Selected text:
An example of mutualism is nitrogen-fixing bacteria growing in the root nodules of legumes.

17.Interactions between Organisms–Beyond Trophic Relationships; p. 31-13; easy; ans: F

Only a small percentage of vascular plants have mycorrhizal associations.

18.Interactions between Organisms–Beyond Trophic Relationships; p. 31-14; moderate; ans: T

In the bull’s-horn acacia, Beltian bodies provide food for ants of the genus Pseudomyrmex.

19.Interactions between Organisms–Beyond Trophic Relationships; p. 31-15; easy; ans: T

Secondary metabolites are chemicals produced by plants that deter insect herbivores.

20.Interactions between Organisms–Beyond Trophic Relationships; p. 31-15; moderate; ans: T

In response to Gypsy moth attack, defoliated oak trees produce new leaves with higher tannin levels than normal.

21.Interactions between Organisms–Beyond Trophic Relationships; p. 31-16; easy; ans: T

According to the cooperative model for an ecosystem, herbivores do not do irreparable harm to plants.

22.Development and Change of Communities and Ecosystems; p. 31-17; easy; ans: F

Higher plants are usually the first to become established on bare rock.

23.Development and Change of Communities and Ecosystems; p. 31-17; easy; ans: T

The Gaia hypothesis suggests that the biosphere functions as an organismal system.

24.Development and Change of Communities and Ecosystems; p. 31-20; easy; ans: F

A windstorm can cause a “gap” but a prairie dog cannot.

25.Development and Change of Communities and Ecosystems; p. 31-21; easy; ans: F

Efforts to prevent forest fires in California resulted in enhanced growth of sugar pines.

26.Development and Change of Communities and Ecosystems; p. 31-22; easy; ans: T

“Restoration” ecology refers to efforts by humans to reestablish natural communities.

Essay Questions

1.Ecosystem Energetics–Trophic Levels; pp. 31-3—31-4; easy

Name the trophic levels present in most ecosystems and describe the types of organisms present at each level. How do primary producers relate to these trophic levels?

2.Ecosystem Energetics–Trophic Levels; p. 31-4; moderate

Explain why a) there are so few links in a food chain and b) the largest land animals are herbivores.

3.Ecosystem Energetics–Trophic Levels; p. 31-6; difficult

Explain what is meant by pyramids of energy, biomass, and numbers. Under what circumstances are these pyramids upright and under what circumstances are they inverted?

4.Ecosystem Energetics–Trophic Levels; p. 31-7; moderate

Discuss the efforts by humans to develop renewable sources of energy from plants.

5.Nutrient and Material Cycling; pp. 31-9—31-10; moderate

Explain how the experiments at Hubbard Brook forest provided information about the retention of nutrients in ecosystems.

6.Interactions between Organisms–Beyond Trophic Relationships; p. 31-11; moderate

Use the experimental data from studies of Lemna species to explain the principle of competitive exclusion.

7.Interactions between Organisms–Beyond Trophic Relationships; p. 31-14; moderate

Describe the interactions between ants and acacia trees. What evidence supports the hypothesis that this is an example of mutualism?

Exercise set:
a: List each distinct topic heading that appears in the ecology text, naming each only once.
b: Echo the ecology text word for word, starting at the words "Higher plants are" and stopping after "prairie dog cannot.".
Rely only on the ecology text for what follows, not on outside knowledge.

Information provided:

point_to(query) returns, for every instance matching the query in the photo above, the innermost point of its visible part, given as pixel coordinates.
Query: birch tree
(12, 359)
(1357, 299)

Answers for this exercise:
a:
Interactions between Organisms–Beyond Trophic Relationships
Development and Change of Communities and Ecosystems
Ecosystem Energetics–Trophic Levels
Nutrient and Material Cycling

b:
Higher plants are usually the first to become established on bare rock.

23.Development and Change of Communities and Ecosystems; p. 31-17; easy; ans: T

The Gaia hypothesis suggests that the biosphere functions as an organismal system.

24.Development and Change of Communities and Ecosystems; p. 31-20; easy; ans: F

A windstorm can cause a “gap” but a prairie dog cannot.